— To do —
Copy the records below line for line, with no changes.

--- begin Given data ---

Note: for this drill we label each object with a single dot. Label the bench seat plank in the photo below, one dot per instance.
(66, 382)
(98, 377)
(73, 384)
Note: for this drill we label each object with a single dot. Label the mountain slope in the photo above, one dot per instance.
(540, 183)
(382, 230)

--- end Given data ---

— Task result —
Note: for this drill we label each object with a single dot. Label the bench seat plank in the photo below, one dot per instance.
(66, 382)
(98, 377)
(73, 384)
Note: for this drill we label each object with a single dot. Label the mountain slope in the photo above, one dot per instance.
(540, 183)
(382, 230)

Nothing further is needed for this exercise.